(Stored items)

## START

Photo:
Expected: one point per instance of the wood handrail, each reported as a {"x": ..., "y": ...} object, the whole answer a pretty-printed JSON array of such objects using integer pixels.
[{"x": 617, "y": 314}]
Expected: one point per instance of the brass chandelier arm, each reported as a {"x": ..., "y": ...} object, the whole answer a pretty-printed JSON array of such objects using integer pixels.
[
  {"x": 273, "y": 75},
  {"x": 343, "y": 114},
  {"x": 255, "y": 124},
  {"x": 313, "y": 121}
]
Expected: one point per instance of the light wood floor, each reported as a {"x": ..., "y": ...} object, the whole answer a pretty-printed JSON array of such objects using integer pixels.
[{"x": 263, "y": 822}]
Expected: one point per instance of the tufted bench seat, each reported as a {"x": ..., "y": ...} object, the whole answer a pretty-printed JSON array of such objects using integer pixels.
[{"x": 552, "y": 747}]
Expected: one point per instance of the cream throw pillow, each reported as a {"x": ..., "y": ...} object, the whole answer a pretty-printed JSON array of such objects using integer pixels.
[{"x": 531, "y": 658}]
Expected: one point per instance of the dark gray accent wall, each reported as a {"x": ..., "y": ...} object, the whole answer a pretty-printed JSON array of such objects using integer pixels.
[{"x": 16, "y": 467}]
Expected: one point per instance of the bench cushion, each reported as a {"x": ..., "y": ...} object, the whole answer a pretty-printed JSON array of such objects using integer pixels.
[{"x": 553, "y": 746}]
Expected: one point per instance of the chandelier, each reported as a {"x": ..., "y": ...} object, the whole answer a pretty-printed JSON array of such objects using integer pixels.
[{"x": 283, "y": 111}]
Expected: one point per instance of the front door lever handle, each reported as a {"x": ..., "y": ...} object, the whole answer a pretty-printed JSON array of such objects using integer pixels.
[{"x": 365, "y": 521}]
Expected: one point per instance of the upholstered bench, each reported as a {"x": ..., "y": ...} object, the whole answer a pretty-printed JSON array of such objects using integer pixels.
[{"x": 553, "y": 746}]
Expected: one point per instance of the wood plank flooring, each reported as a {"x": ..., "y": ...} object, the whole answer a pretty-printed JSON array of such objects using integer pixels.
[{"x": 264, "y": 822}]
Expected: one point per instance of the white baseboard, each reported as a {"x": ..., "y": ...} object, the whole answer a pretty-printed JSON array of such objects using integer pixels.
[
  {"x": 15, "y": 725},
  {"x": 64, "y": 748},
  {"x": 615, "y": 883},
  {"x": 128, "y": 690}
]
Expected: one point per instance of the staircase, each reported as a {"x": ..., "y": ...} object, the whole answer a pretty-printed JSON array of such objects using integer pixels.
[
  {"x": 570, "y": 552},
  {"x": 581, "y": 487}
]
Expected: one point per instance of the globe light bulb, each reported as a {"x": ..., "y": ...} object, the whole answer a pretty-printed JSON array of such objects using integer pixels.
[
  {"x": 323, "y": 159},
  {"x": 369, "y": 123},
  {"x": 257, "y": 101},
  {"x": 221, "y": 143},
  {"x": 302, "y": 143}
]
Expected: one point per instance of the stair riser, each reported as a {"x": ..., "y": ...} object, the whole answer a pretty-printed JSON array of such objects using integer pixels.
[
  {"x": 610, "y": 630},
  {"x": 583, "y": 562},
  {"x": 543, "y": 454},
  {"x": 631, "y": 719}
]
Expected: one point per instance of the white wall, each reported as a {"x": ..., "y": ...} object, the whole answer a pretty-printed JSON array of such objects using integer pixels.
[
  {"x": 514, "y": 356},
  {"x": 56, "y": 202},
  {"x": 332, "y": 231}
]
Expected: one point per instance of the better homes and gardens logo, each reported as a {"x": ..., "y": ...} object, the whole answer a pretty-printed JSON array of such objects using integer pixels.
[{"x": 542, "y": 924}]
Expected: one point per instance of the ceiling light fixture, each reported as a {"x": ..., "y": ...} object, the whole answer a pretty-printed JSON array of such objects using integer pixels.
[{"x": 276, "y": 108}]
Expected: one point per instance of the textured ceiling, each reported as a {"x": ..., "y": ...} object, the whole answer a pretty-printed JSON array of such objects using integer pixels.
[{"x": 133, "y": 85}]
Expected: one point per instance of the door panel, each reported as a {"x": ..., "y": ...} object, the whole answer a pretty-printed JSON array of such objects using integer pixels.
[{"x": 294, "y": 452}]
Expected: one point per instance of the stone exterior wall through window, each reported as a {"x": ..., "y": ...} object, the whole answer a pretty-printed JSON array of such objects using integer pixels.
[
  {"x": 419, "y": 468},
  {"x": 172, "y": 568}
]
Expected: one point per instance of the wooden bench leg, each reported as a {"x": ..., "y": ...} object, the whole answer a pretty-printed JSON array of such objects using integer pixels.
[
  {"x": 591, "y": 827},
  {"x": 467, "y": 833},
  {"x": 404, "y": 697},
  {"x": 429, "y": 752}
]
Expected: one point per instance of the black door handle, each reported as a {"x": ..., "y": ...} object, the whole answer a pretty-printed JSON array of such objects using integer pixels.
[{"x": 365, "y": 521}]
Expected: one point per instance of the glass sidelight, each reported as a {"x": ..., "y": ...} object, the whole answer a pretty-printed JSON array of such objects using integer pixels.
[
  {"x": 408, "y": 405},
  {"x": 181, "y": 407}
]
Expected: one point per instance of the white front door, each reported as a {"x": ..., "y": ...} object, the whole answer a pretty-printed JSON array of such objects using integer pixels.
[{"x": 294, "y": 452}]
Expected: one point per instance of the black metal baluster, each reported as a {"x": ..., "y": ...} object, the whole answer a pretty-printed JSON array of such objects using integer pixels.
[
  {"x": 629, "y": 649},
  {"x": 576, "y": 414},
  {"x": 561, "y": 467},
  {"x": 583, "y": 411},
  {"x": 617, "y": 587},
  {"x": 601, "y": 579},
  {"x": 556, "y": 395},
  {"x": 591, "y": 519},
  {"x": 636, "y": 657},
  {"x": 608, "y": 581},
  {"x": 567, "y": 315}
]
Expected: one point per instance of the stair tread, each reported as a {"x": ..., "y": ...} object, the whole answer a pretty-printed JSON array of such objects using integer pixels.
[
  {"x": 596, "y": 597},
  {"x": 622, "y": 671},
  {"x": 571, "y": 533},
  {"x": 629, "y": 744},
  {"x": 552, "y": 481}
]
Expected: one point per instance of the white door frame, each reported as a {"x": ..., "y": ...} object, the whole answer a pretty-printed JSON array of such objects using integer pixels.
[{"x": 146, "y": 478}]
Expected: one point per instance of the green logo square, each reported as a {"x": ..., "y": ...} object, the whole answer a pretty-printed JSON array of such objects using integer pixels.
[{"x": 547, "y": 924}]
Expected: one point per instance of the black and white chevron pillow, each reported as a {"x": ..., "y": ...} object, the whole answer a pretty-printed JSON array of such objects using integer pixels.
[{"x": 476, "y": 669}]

## END

Copy out the lines of the records from the one containing "Expected: one point per instance of the stair tread, each" through the end of the records, both ends included and requests unchanged, shifting every x and y pixel coordinate in the answers up by 33.

FINAL RESULT →
Expected: one point per instance of the stair tread, each reported as a {"x": ..., "y": ...} object, the whole answer a pretty-printed JSON array of such objects using integer pixels.
[
  {"x": 629, "y": 630},
  {"x": 655, "y": 704},
  {"x": 604, "y": 566},
  {"x": 662, "y": 777},
  {"x": 585, "y": 514}
]
Expected: one point per instance of the white door frame, each reported as a {"x": ..., "y": ...} object, the whole answer a pretty-printed JSON array of such objects using integer pixels.
[{"x": 179, "y": 511}]
Expected: one point per instance of the green logo square, each reported as a {"x": ..., "y": ...} object, the whole answer a pretty-printed JSON array of such objects using integer pixels.
[{"x": 580, "y": 957}]
Expected: one point per instance of the black and white chevron pillow, each reported as a {"x": ..., "y": ...} object, the whole answer a pretty-printed JSON array of such objects using integer pixels.
[{"x": 509, "y": 702}]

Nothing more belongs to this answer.